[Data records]
»»
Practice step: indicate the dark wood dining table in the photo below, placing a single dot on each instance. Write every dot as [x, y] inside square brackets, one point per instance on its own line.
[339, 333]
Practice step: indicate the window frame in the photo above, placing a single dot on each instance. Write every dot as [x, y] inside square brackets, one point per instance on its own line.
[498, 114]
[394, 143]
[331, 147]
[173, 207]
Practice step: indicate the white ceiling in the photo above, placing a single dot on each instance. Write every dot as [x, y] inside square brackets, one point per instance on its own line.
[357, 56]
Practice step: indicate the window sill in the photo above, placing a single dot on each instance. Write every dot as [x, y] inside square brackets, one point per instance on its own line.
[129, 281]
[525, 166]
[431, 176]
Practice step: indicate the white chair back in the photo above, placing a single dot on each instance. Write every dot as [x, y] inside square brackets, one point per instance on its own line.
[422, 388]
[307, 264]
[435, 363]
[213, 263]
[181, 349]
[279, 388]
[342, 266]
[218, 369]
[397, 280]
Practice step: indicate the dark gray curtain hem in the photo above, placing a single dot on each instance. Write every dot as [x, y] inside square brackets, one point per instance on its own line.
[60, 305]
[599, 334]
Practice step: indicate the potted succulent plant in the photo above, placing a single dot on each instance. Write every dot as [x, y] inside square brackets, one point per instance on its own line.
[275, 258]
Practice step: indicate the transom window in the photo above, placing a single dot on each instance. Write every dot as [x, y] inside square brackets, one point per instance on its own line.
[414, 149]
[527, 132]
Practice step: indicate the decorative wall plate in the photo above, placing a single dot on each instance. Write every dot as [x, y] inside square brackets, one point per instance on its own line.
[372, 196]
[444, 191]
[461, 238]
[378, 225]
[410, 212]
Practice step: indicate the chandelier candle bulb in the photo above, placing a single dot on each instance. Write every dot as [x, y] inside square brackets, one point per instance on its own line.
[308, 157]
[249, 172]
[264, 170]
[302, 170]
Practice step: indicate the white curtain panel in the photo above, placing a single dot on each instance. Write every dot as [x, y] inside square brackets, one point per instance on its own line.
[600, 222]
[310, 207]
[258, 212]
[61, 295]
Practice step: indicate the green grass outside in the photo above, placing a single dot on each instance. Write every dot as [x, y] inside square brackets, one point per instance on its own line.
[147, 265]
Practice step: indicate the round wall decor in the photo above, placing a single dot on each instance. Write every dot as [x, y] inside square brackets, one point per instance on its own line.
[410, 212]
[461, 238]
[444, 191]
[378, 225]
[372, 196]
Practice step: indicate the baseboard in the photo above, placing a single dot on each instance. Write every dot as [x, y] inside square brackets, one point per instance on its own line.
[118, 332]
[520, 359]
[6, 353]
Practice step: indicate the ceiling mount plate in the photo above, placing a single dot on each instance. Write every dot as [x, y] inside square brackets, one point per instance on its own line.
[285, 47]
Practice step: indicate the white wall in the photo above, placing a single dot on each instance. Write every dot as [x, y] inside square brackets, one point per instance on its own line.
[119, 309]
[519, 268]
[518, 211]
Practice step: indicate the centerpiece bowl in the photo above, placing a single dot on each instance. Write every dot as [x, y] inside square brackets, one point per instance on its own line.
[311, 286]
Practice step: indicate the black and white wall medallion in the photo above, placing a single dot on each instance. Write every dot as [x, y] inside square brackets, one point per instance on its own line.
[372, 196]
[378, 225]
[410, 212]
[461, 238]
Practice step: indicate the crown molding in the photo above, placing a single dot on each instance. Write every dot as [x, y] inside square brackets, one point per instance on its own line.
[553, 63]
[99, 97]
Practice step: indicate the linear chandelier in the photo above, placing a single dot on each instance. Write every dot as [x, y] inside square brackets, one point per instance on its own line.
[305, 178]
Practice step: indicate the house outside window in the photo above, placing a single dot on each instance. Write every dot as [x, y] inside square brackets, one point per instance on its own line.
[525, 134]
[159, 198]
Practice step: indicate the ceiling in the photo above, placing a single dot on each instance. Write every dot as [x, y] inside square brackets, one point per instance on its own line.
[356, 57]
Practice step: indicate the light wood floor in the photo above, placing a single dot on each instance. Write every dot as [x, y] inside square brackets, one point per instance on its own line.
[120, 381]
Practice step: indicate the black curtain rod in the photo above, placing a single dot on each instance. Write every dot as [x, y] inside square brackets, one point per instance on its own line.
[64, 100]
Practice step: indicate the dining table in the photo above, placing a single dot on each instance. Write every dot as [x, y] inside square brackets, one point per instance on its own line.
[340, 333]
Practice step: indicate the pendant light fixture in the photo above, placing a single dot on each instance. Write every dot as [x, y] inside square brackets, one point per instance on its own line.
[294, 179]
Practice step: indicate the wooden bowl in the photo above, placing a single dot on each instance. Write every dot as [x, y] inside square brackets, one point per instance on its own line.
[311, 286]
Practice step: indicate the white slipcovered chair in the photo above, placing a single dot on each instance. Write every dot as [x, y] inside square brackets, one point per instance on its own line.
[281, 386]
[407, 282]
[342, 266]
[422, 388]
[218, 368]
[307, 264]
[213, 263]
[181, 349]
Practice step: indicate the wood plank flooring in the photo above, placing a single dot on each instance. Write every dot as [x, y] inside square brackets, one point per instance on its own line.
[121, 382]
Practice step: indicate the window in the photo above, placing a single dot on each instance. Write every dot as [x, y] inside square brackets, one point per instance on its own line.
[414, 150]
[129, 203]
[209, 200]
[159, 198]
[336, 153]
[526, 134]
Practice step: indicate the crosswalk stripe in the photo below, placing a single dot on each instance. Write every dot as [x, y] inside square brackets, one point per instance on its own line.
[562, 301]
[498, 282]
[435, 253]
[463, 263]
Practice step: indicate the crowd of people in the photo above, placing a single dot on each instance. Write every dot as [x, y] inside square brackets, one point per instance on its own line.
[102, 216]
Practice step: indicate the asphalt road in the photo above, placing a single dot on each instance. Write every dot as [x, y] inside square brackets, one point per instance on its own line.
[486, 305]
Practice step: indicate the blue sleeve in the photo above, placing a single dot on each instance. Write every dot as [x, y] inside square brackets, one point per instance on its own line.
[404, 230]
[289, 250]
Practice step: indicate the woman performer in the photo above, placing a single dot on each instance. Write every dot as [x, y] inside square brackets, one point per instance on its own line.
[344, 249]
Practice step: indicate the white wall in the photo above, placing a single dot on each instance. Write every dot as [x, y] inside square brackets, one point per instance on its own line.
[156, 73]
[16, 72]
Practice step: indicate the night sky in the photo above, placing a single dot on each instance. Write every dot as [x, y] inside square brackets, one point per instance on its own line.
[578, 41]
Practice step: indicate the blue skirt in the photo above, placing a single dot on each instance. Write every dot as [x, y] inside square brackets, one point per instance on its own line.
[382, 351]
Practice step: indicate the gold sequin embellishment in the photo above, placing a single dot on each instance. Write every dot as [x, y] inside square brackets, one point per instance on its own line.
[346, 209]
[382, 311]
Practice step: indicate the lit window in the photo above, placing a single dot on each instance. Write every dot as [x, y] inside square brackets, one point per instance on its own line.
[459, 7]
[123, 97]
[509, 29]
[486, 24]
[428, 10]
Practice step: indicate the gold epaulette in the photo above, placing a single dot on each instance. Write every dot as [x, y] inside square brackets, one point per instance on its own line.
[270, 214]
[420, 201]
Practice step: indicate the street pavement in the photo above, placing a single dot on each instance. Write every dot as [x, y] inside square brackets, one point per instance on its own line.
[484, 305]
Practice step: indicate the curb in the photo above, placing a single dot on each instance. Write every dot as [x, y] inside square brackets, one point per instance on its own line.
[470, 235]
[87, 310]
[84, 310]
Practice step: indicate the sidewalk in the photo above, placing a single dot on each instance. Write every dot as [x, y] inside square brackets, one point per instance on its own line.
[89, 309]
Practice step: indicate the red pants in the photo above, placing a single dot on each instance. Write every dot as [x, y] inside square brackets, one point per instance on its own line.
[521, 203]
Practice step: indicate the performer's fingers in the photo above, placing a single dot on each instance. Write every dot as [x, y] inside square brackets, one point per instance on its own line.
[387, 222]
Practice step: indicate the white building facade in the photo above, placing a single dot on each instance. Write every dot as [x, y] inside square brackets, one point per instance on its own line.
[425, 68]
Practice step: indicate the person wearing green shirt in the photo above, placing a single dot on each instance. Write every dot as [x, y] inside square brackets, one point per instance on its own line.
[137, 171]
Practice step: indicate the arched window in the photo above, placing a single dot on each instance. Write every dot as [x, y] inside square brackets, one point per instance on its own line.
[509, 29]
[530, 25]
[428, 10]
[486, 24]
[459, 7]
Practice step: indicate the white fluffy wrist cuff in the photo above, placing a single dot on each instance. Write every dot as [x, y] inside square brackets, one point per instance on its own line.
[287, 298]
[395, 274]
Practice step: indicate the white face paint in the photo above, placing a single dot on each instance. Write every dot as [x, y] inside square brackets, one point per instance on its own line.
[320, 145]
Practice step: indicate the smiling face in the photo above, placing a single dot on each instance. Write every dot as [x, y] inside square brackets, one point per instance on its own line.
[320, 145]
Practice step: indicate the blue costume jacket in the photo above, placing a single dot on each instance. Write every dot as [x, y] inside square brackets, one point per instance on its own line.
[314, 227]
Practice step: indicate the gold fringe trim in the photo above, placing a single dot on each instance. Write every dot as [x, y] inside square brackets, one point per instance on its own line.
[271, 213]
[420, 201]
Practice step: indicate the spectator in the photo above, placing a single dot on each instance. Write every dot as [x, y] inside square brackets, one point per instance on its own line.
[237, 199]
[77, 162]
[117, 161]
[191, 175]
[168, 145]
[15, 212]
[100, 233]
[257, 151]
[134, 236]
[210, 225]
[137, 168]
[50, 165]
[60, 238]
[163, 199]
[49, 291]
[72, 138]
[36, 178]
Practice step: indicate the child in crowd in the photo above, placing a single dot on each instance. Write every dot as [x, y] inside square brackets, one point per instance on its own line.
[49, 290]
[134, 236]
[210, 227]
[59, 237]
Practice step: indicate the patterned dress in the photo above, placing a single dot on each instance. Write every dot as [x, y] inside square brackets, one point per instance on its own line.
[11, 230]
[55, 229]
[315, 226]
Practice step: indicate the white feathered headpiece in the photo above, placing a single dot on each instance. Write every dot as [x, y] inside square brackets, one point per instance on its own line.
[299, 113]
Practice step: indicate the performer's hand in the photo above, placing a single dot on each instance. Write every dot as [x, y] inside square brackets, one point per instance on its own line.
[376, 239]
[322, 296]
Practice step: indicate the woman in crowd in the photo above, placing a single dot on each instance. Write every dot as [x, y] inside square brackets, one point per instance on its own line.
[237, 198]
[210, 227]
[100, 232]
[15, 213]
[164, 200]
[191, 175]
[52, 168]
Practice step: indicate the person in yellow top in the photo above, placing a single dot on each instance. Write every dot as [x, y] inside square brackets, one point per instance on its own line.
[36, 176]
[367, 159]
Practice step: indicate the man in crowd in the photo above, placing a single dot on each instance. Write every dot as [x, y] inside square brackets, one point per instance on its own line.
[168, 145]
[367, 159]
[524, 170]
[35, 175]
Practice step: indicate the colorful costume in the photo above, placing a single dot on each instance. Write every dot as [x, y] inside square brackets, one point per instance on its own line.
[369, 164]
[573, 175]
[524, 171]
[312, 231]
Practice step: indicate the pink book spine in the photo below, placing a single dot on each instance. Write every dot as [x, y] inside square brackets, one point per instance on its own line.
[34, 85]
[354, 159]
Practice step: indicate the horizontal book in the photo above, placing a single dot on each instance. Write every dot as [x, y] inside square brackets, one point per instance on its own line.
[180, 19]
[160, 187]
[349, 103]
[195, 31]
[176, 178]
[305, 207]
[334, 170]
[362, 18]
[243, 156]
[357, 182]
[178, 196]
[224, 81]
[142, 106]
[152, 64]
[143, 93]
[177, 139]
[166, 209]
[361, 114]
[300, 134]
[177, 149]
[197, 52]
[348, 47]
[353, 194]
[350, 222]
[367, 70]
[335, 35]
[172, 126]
««
## Short exercise
Your task is to reproduce, exactly and exclusively, the lines from the one holding "Practice step: indicate the man" through the final line of the listing.

## Exercise solution
Practice step: indicate the man in crowd in the photo above, placing a single dot on each instance. Write every dot as [x, y] inside square brackets, one point per instance on its own line.
[168, 145]
[367, 159]
[524, 170]
[35, 175]
Practice step: indicate the colorful costume in the photo above, placing a single dot on each instance. Write every dot as [x, y] inside square brackets, one point per instance on its own line.
[369, 164]
[573, 175]
[524, 171]
[312, 231]
Practice step: indicate the pink book spine in the photo below, placing a single dot on each instance. Write every dot as [x, y] inside square brackets, one point per instance on its own line.
[34, 85]
[354, 159]
Practice step: indicate the horizontal book in the photo above, placing a single dot on each instance. Write every dot as [x, y] inside square brackets, one point per instance on its own line.
[180, 19]
[160, 187]
[349, 103]
[195, 31]
[176, 178]
[305, 207]
[334, 170]
[362, 18]
[243, 156]
[357, 182]
[178, 196]
[224, 81]
[142, 106]
[152, 64]
[143, 93]
[177, 139]
[166, 209]
[361, 114]
[300, 134]
[177, 149]
[197, 52]
[348, 47]
[353, 194]
[350, 222]
[367, 70]
[335, 35]
[172, 126]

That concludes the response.